(Materials provided begins)

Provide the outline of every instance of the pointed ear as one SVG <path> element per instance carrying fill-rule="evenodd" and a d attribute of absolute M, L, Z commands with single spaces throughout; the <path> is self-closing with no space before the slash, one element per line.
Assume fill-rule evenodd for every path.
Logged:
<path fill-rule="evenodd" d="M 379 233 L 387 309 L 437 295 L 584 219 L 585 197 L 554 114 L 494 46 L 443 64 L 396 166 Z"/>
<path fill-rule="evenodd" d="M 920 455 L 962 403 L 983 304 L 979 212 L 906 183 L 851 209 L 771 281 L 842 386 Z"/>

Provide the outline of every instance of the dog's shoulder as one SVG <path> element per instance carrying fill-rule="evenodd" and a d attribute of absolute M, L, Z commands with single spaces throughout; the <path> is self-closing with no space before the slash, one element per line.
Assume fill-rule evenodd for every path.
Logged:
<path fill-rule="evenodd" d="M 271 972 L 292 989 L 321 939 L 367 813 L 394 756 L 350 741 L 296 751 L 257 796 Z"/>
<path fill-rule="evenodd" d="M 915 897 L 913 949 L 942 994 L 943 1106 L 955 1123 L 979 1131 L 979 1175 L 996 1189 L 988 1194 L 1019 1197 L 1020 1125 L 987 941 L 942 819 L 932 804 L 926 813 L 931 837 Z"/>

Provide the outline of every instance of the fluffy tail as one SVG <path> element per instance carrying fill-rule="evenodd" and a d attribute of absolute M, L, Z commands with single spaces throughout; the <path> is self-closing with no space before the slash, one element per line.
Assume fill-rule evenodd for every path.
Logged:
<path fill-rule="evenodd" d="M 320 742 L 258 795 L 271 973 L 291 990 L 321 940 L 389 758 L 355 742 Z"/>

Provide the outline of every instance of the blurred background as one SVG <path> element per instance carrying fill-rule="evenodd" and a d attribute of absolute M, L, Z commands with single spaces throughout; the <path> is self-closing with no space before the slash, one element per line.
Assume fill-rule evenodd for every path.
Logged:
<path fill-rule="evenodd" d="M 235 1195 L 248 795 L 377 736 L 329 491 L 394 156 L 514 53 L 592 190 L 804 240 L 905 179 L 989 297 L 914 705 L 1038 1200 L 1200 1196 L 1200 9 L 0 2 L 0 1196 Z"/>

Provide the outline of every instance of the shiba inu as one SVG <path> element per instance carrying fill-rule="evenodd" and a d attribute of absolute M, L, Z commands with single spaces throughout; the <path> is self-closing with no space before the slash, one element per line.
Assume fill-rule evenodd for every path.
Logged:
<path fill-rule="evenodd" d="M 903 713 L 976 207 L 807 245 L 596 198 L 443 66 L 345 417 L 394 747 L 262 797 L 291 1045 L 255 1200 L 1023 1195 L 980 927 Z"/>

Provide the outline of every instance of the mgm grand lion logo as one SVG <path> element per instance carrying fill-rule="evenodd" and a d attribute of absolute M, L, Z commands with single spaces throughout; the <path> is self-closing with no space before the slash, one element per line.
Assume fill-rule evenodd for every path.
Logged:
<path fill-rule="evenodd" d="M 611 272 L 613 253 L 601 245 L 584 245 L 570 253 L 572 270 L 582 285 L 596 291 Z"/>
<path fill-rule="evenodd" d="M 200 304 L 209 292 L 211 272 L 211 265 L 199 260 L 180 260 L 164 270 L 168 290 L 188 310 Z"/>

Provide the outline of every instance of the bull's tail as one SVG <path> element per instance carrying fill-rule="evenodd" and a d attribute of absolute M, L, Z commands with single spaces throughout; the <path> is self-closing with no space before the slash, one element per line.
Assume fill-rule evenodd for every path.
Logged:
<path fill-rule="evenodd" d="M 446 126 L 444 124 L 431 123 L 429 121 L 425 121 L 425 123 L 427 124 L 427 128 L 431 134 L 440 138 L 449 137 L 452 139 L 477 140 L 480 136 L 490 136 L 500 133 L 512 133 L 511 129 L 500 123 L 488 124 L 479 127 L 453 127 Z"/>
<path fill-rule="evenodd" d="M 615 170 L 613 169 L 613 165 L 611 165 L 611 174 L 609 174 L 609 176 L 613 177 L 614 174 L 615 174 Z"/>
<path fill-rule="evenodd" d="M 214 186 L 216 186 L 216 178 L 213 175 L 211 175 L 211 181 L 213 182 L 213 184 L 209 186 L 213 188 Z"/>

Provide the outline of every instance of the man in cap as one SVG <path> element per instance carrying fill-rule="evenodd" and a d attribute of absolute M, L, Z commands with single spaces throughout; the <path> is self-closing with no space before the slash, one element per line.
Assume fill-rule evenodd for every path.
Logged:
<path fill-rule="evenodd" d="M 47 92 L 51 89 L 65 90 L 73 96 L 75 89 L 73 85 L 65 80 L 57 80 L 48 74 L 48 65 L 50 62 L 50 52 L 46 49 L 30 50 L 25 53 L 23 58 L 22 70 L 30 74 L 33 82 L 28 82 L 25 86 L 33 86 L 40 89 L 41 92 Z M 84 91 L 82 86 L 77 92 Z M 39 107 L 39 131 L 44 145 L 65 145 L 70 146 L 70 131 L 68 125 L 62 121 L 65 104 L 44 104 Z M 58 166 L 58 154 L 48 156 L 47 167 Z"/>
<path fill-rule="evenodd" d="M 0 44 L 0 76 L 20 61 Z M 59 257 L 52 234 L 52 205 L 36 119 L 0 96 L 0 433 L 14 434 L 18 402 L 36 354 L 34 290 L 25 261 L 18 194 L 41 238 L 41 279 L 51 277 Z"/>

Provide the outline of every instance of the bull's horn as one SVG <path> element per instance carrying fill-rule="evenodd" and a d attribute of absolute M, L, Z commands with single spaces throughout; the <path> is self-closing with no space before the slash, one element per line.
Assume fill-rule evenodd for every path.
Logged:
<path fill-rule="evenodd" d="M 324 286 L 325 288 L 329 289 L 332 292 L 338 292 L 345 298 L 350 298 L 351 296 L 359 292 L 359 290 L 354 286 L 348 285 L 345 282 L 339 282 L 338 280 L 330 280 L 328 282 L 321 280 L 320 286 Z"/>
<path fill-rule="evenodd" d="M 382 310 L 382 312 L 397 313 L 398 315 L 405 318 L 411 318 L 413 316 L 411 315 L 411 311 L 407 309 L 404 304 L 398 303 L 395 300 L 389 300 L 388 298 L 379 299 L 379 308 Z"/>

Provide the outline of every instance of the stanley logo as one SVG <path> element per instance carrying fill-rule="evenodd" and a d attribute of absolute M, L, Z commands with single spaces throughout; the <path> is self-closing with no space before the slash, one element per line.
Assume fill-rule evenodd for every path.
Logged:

(Materials provided ends)

Within the entries, how many lines contain the word "tail"? Answer with a number alone.

2